**PROBLEM TO SOLVE:** Repeat the listing below in full, keeping every character as it is.

**TASK INPUT:**
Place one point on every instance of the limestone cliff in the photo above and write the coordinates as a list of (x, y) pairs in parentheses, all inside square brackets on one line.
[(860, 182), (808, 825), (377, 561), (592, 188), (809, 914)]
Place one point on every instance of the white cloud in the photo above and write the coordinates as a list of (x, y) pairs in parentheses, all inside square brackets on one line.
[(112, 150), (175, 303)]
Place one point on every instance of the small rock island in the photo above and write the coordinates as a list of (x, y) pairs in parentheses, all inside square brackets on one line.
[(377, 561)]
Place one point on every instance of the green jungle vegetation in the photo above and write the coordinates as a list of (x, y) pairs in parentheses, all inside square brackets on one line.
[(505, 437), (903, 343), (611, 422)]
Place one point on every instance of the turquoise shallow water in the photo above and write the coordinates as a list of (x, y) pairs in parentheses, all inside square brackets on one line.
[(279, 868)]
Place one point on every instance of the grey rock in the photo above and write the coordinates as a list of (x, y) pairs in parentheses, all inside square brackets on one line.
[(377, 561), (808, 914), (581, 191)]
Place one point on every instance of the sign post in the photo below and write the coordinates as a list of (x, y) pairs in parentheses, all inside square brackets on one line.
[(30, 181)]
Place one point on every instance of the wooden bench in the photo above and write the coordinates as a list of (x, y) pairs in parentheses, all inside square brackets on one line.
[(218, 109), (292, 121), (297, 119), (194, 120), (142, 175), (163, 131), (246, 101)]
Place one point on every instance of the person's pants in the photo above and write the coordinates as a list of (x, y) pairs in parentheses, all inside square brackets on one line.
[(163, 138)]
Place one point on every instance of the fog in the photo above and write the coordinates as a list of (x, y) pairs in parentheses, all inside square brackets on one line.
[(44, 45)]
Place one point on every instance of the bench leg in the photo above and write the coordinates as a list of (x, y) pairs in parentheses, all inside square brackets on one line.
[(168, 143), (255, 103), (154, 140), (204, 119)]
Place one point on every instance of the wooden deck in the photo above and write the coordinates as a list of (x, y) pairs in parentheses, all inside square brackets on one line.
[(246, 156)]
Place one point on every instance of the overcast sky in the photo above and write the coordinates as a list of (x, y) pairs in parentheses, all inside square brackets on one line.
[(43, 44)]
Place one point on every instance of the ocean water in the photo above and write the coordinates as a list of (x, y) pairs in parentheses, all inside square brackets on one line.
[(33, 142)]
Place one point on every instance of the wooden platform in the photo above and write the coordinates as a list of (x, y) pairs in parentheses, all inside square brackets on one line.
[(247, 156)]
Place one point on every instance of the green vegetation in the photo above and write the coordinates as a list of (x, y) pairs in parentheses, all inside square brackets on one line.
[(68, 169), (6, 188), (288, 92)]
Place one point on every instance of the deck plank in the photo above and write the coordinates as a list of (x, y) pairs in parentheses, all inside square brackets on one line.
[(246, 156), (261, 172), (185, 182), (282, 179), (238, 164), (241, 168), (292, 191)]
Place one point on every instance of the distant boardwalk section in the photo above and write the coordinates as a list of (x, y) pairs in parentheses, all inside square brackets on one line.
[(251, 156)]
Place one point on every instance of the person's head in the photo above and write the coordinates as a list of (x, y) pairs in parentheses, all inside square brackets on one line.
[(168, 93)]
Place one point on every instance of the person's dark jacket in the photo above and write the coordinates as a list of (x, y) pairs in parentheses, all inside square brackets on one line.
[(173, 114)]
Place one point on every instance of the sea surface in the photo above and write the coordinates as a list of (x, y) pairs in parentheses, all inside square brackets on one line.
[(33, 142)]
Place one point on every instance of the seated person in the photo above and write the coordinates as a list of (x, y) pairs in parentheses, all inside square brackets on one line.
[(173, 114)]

**TASK RESULT:**
Place one point on every instance of the limestone cliff in the photo above and write the coordinates as a list of (x, y) pairs in parentheses, all inside square brackets on one line.
[(860, 182), (808, 825), (377, 561), (592, 188), (809, 914)]
Place one point on every instance of the white cloud in the photo above and write the coordinates as a list of (x, y) pairs in parentheses, all inside square brackets on one line.
[(112, 150), (175, 303)]
Place one point on every instance of the small rock island in the photo above and write the coordinates as a list of (x, y) pairs in parentheses, all inside square brackets on one line.
[(377, 561)]
Place one point on every instance of the green jungle vegetation in the photo above and write the coordinates as a list of (x, y) pairs in parentheses, all inside square brackets on one line.
[(505, 437), (903, 343), (611, 422)]
Place one point on every instance of the turquoise shallow water in the photo above and write the coordinates as a list of (x, y) pairs in parentheses, all inside square brackets on one line.
[(279, 868)]
Place one point on every instance of the grey rock in the photo above and write the coordinates as a list of (x, y) pairs in parentheses, all inside square brackets on one line.
[(377, 561), (808, 914), (581, 191)]
Place one point on every instance of the sign post in the photo below and write the coordinates as a list of (x, y) pairs in parentheses, all inside square brackets on one line.
[(30, 181)]
Place one point on every instance of the wooden bench in the photo above and write the coordinates as a list of (x, y) pairs in parentheses, all inside square brackets on one line.
[(218, 109), (292, 121), (297, 119), (194, 120), (142, 175), (163, 131), (246, 101)]
Place one point on every instance of the person's pants in the photo above and write the coordinates as a list of (x, y) pairs in parentheses, all inside square brackets on one line.
[(163, 138)]
Place one point on every instance of the fog in the photo above and write the coordinates as a list of (x, y) pairs in parentheses, all inside square brackets on one line.
[(44, 45)]
Place one point on every instance of the bench leg in the photo above and write the coordinates as a list of (x, y) pairs in parentheses, all inside square brackets on one line.
[(168, 143), (255, 103), (154, 140), (204, 119)]
Place one point on every instance of the wooden deck in the photo above and write the coordinates as a list of (x, y) pairs in parentheses, all inside square brackets on one line.
[(246, 156)]
Place one point on every instance of the overcast sky in the photo above and write the coordinates as a list of (x, y) pairs in parentheses, all inside square brackets on one line.
[(43, 44)]
Place one point on every instance of the ocean water in the photo above and write the coordinates as a list of (x, y) pairs in parentheses, all inside square brackets on one line.
[(33, 142)]
Place one point on every instance of the wooden platform in the photo above and write the coordinates as a list of (x, y) pairs in parentheses, all inside square brackets on one line.
[(247, 156)]
Place one point on every instance of the green vegetation in the photo above and write the coordinates as a list of (x, y) pairs in parentheses, all inside square brackets on one line.
[(68, 169), (6, 188), (288, 92)]
Place one point on every instance of the deck plank in the photo above and write the coordinates as a list of (x, y) pairs in parentheses, all inside square brackets on one line.
[(246, 156), (261, 172), (185, 182), (282, 179), (238, 164), (241, 168), (292, 191)]
Place one point on every instance of the distant boardwalk section in the photo above and write the coordinates as a list of (x, y) pairs in parentheses, all inside square brackets on one line.
[(251, 156)]
Place one point on every instance of the person's head in the photo above and write the coordinates as a list of (x, y) pairs in parentheses, all inside square brackets on one line.
[(168, 93)]
Place one point on every instance of the person's dark jacket in the photo above and write the coordinates as a list of (x, y) pairs in parentheses, all inside square brackets on one line.
[(173, 114)]
Place one point on every instance of the sea surface in the photo above and write the coordinates as a list of (x, y) pairs in parentheses, all inside square brackets on one line.
[(33, 142)]
Place one point on every instance of the seated person in the photo above and write the coordinates as a list of (x, y) pairs in parentheses, all inside square brackets on one line.
[(173, 114)]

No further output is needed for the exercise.